Set exercise: Only the lines from the one containing "of the camouflage" through the final line of the material below should be output, exactly as they stand.

Provided entries:

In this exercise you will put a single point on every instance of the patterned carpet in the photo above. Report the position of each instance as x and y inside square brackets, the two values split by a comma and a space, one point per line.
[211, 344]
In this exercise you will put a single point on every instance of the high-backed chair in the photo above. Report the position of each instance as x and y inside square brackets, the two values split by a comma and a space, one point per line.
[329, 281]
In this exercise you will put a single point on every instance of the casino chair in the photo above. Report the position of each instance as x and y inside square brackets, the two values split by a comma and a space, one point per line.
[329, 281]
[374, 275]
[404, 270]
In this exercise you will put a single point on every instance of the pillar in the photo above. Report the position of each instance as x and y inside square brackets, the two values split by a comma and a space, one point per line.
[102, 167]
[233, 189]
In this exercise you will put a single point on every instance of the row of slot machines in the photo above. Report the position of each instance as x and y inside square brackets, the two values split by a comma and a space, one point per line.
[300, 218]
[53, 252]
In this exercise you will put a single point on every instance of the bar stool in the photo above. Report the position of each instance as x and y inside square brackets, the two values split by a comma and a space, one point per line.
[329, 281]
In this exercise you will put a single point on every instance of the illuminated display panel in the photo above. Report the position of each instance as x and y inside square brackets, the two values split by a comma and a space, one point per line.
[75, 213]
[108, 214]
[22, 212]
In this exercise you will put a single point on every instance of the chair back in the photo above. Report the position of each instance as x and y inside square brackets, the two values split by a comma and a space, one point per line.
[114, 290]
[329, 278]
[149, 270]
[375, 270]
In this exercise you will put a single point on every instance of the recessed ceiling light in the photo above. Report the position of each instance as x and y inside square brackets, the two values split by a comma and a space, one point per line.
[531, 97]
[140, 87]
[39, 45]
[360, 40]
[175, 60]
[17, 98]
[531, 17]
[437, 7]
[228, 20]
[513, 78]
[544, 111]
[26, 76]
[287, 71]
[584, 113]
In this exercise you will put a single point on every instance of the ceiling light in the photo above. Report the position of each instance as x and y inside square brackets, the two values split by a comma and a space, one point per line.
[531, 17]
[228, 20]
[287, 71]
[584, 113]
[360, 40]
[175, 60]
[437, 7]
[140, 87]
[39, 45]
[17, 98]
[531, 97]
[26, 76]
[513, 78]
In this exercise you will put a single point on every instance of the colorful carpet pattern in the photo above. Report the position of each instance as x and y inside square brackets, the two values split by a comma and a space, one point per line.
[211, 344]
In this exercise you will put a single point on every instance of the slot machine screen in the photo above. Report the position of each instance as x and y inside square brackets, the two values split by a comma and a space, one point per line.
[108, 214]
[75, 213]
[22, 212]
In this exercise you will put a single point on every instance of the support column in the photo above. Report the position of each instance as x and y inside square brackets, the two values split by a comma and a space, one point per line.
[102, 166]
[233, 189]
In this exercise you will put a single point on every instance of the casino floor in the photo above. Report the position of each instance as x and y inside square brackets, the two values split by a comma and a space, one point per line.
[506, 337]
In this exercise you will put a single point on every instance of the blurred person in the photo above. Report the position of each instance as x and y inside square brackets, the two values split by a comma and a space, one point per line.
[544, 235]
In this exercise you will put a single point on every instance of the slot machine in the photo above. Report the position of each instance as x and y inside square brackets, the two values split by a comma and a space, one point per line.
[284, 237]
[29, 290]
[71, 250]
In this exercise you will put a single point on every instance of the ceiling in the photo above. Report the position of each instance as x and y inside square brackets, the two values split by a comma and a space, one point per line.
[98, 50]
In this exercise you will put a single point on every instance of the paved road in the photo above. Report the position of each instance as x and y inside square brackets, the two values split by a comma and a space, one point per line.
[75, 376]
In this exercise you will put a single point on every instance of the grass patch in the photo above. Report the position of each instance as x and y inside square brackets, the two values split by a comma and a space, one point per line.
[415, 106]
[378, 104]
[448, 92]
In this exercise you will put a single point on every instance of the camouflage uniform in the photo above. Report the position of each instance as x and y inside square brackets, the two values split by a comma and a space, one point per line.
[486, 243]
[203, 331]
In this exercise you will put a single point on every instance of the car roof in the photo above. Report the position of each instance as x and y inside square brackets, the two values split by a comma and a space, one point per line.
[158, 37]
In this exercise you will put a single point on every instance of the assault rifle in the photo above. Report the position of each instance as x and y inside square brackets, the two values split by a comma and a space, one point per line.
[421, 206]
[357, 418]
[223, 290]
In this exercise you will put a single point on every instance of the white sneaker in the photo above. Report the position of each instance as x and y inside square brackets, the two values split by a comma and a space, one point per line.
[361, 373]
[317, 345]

Response to the task:
In this exercise you will put a single point on every instance of the camouflage uniform in the photo above. Report the position of each instance as x and y inside square brackets, the two values split by a comma and a space, one point per line.
[486, 243]
[203, 331]
In this exercise you will put a single point on every instance of the car roof in the photo above. Report the position of each instance as x and y inside square brackets, the two values split by a comma and a space, one point per line.
[158, 37]
In this exercise you will put a single point on every instance of the assault rifle in the photo above. Report the position of each instance as x and y inside square brackets, the two values split by a comma and a space, one point per line.
[421, 206]
[357, 418]
[223, 290]
In this exercise you will put a single point on every instance of the white sneaker in the photo above. Report the position of each instance as x and y inside square brackets, the two values split by a comma and a space, one point per line.
[361, 373]
[317, 345]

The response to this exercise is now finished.